* Istruzione a *
Per favore, elenca tutti gli avvocati nominati nell'estratto selezionato.

* Estratto selezionato *
☆ ☆ ☆ ☆

Pubblicato il 31/10/2022

N. 09386/2022REG.PROV.COLL.

N. 02287/2022 REG.RIC.

REPUBBLICA ITALIANA

IN NOME DEL POPOLO ITALIANO

Il Consiglio di Stato

in sede giurisdizionale (Sezione Quinta)

ha pronunciato la presente

SENTENZA

sul ricorso numero di registro generale 2287 del 2022, proposto da
L L s.p.a., in persona del legale rappresentante pro tempore , rappresentata e difesa dall'avvocato M B, con domicilio digitale come da PEC Registri di Giustizia e domicilio fisico eletto presso il suo studio in Roma, via Antonio Bertoloni, 26/B;

contro

Metro Brescia s.r.l., in persona del legale rappresentante pro tempore , rappresentata e difesa dall'avvocato A S, con domicilio digitale come da PEC Registri di Giustizia;
Impi s.r.l., in persona del legale rappresentante pro tempore , rappresentata e difesa dagli avvocati Mario Zoppellari e Gabriele Grande, con domicilio digitale come da PEC Registri di Giustizia;

per la riforma

della sentenza del Tribunale amministrativo regionale per la Lombardia, sezione staccata di Brescia, Sez. I, n. 213 del 2022, resa tra le parti.

☆ ☆ ☆ ☆

* Dati estratti *
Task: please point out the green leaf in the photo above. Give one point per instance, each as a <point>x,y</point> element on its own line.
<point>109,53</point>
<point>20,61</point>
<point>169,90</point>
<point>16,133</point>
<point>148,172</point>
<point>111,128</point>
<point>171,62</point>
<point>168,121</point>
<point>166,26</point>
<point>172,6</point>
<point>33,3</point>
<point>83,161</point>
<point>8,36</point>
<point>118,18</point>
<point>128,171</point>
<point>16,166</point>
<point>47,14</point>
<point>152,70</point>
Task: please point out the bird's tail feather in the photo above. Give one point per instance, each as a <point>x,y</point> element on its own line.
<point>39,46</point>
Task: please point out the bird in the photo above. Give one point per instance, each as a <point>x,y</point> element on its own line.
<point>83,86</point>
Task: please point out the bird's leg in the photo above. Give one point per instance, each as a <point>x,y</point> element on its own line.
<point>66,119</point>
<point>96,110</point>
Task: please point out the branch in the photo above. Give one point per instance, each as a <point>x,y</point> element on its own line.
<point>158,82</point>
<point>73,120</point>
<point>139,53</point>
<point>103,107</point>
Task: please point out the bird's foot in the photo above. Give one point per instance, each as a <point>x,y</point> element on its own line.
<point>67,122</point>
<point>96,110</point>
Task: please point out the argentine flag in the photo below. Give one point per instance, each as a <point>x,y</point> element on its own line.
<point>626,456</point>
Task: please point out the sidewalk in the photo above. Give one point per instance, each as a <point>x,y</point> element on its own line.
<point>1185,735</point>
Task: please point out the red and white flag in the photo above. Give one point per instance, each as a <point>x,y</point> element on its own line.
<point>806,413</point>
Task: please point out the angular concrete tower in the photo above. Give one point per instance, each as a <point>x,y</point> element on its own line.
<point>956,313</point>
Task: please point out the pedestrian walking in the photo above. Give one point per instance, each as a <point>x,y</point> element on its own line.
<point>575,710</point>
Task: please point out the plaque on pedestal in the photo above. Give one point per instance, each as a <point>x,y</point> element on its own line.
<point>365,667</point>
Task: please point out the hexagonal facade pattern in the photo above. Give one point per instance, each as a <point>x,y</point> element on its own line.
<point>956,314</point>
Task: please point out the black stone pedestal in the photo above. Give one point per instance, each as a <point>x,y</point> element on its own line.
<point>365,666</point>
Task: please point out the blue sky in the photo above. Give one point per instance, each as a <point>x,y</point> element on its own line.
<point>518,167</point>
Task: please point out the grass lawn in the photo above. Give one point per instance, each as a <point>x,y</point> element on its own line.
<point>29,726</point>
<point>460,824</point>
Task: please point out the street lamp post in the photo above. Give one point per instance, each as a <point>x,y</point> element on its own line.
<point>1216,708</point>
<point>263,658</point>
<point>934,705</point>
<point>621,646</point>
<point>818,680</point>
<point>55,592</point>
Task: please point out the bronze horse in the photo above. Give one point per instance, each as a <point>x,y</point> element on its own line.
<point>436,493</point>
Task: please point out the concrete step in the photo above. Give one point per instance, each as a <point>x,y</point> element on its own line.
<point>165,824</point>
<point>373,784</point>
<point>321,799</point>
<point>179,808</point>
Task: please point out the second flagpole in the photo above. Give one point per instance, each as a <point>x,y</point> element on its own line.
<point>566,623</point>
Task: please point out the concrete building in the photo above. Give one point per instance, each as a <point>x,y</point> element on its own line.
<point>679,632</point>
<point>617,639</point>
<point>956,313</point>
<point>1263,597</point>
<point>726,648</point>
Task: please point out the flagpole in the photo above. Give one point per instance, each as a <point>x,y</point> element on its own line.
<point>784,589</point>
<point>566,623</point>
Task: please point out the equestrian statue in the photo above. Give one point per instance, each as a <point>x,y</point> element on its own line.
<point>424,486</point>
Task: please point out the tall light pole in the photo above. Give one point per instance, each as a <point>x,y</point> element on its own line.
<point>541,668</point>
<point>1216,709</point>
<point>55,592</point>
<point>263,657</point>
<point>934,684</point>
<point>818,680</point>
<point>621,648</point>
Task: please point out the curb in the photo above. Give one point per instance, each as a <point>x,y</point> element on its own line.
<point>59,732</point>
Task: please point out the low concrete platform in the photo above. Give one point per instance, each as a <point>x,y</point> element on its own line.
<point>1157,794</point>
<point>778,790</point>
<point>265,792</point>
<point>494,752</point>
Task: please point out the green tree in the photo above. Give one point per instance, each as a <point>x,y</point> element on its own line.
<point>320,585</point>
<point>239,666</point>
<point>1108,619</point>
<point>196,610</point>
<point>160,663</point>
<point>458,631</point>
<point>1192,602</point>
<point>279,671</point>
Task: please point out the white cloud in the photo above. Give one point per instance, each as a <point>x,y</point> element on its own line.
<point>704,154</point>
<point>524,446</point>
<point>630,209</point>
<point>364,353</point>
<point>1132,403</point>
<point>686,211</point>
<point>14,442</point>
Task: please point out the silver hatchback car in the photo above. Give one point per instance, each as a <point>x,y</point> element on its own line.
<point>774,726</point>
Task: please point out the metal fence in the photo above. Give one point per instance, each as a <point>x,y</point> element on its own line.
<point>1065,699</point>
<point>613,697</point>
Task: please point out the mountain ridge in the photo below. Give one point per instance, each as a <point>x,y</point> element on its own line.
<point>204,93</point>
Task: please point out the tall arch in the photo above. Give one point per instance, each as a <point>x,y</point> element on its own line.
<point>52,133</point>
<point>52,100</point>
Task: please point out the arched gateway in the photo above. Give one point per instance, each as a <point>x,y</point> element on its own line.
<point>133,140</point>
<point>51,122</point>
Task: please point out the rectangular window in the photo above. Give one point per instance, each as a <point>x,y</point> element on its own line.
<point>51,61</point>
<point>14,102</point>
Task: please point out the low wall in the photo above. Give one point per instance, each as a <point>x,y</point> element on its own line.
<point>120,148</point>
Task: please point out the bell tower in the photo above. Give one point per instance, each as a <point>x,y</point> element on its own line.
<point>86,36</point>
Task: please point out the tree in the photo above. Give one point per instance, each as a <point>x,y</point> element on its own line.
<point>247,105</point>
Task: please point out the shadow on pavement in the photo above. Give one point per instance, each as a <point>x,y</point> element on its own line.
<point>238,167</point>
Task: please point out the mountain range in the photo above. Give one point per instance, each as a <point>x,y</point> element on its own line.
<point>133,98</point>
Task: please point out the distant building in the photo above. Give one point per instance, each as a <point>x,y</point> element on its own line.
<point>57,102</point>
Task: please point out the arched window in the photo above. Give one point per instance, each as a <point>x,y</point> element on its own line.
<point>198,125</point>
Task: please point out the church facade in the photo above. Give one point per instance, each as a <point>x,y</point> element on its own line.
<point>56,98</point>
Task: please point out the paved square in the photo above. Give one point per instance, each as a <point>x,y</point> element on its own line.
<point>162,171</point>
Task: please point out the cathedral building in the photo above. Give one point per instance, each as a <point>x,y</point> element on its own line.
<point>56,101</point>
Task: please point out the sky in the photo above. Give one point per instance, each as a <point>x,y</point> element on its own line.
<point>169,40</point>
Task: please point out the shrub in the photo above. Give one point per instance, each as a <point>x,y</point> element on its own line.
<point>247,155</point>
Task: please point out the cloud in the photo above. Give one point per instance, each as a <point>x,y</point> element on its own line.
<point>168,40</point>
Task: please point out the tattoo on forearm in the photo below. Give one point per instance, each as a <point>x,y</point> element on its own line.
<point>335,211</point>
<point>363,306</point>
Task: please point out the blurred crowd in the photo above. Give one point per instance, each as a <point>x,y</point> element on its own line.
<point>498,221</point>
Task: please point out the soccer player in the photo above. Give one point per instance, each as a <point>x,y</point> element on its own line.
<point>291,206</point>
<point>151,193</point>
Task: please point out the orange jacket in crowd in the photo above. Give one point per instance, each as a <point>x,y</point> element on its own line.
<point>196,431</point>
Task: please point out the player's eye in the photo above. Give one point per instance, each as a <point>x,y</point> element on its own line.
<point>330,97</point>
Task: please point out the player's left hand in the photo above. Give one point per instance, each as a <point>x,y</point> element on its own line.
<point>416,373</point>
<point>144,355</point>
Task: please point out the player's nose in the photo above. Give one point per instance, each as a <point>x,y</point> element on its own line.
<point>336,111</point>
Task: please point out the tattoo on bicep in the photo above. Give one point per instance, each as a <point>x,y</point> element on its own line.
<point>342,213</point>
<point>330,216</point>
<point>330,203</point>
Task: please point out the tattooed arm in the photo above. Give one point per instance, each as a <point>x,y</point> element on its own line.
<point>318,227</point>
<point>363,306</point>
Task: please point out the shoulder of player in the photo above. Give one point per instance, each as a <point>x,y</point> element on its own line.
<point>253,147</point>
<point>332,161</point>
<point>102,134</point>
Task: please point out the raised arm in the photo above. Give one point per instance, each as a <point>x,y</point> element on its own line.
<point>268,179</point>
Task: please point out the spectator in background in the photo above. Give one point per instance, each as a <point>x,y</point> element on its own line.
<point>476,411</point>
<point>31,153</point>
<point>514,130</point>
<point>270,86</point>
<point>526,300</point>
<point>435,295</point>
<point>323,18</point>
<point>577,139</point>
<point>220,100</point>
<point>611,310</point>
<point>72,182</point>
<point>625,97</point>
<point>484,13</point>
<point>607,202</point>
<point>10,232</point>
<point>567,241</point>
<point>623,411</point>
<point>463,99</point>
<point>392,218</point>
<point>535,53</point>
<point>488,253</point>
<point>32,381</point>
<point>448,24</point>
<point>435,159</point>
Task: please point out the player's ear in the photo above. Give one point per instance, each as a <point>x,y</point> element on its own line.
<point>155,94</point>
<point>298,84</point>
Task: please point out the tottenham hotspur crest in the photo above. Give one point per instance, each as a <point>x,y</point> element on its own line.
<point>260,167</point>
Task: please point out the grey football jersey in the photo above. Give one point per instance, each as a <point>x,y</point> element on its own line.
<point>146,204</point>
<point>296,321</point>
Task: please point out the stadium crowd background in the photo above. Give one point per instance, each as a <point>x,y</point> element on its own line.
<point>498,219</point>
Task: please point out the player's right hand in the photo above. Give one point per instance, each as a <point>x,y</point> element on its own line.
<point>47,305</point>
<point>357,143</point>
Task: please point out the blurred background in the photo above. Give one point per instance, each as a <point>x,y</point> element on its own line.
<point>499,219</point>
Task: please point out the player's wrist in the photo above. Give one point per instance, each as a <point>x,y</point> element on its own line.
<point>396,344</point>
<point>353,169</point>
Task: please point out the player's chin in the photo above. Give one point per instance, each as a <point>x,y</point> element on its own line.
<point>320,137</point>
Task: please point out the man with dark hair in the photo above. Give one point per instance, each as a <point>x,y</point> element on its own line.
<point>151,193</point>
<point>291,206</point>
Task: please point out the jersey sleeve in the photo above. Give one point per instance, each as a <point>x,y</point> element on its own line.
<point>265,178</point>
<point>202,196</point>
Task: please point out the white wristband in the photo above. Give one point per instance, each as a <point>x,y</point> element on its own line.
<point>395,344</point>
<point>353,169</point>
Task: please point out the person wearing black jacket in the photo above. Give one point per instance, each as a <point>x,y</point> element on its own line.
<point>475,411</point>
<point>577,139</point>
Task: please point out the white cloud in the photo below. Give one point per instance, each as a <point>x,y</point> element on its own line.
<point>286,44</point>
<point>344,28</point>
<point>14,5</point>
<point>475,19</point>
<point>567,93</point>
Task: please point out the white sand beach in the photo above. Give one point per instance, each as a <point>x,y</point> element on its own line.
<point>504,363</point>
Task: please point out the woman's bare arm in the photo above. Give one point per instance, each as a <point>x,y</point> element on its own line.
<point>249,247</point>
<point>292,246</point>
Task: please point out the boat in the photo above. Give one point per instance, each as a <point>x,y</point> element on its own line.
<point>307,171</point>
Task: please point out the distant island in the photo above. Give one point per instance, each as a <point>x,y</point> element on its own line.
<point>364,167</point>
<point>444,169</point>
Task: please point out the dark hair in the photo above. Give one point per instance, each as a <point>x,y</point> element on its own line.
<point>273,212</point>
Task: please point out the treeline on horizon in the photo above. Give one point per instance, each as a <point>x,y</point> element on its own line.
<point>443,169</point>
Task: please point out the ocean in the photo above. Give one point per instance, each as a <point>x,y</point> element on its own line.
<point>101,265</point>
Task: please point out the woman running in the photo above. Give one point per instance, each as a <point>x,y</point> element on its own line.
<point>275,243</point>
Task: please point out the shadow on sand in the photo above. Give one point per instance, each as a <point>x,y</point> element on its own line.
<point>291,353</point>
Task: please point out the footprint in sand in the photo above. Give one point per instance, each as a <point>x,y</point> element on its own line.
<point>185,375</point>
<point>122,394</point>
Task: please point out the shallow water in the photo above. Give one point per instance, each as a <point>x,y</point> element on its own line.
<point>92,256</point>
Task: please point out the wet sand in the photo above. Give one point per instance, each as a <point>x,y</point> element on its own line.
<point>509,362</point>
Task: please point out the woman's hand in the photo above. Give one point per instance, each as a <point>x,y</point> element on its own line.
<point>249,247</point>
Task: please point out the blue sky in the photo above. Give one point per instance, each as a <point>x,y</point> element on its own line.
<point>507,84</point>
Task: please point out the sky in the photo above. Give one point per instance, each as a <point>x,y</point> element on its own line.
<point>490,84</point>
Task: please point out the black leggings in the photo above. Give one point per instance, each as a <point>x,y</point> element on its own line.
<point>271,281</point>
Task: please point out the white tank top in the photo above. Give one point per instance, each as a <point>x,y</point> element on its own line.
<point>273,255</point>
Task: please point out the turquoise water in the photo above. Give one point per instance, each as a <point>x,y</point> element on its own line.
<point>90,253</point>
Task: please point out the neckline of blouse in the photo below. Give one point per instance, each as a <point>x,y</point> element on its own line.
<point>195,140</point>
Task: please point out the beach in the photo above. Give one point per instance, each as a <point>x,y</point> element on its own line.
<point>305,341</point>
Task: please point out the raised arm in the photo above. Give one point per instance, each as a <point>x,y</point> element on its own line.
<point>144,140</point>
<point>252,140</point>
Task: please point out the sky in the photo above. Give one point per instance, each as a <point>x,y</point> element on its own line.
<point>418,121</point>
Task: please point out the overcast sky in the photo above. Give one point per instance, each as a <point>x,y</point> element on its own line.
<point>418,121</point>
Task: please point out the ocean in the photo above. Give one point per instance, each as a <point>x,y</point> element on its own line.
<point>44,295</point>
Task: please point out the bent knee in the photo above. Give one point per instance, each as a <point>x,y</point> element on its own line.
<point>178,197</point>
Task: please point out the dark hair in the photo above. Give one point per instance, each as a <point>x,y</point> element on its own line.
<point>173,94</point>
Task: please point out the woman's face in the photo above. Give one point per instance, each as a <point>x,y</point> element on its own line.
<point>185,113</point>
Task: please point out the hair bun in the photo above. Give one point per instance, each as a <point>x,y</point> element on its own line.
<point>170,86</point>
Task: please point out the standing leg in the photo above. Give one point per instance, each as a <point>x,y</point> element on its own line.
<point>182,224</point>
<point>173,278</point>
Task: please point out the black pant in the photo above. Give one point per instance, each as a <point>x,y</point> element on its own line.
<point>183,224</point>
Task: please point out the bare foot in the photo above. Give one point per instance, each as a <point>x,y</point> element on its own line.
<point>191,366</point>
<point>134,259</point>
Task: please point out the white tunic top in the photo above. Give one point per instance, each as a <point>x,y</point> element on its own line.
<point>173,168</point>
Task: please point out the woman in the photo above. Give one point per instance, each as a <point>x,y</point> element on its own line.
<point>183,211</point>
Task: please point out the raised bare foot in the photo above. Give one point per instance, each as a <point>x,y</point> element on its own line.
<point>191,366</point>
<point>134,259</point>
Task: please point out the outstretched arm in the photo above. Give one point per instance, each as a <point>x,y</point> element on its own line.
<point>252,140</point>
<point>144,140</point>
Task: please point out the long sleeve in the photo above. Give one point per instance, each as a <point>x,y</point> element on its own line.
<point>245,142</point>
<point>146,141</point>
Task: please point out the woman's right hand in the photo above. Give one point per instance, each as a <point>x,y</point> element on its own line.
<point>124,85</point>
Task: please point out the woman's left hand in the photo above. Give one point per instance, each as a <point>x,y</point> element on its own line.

☆ ☆ ☆ ☆

* Istruzione b *
Nei record, dalla riga che contiene "Task: please point out the outstretched" fino alla fine, sostituisci "woman's" con "girl's". Riporta soltanto quelle righe, lasciando invariato tutto il resto.

* Risposta completa a *
M B
A S
Mario Zoppellari
Gabriele Grande

* Risposta completa b *
Task: please point out the outstretched arm in the photo above. Give one point per instance, each as a <point>x,y</point> element on its own line.
<point>252,140</point>
<point>144,140</point>
Task: please point out the long sleeve in the photo above. Give one point per instance, each as a <point>x,y</point> element on its own line.
<point>245,142</point>
<point>146,141</point>
Task: please point out the girl's right hand in the photo above. Give one point per instance, each as a <point>x,y</point> element on its own line.
<point>124,85</point>
Task: please point out the girl's left hand in the photo above. Give one point per instance, each as a <point>x,y</point> element on its own line.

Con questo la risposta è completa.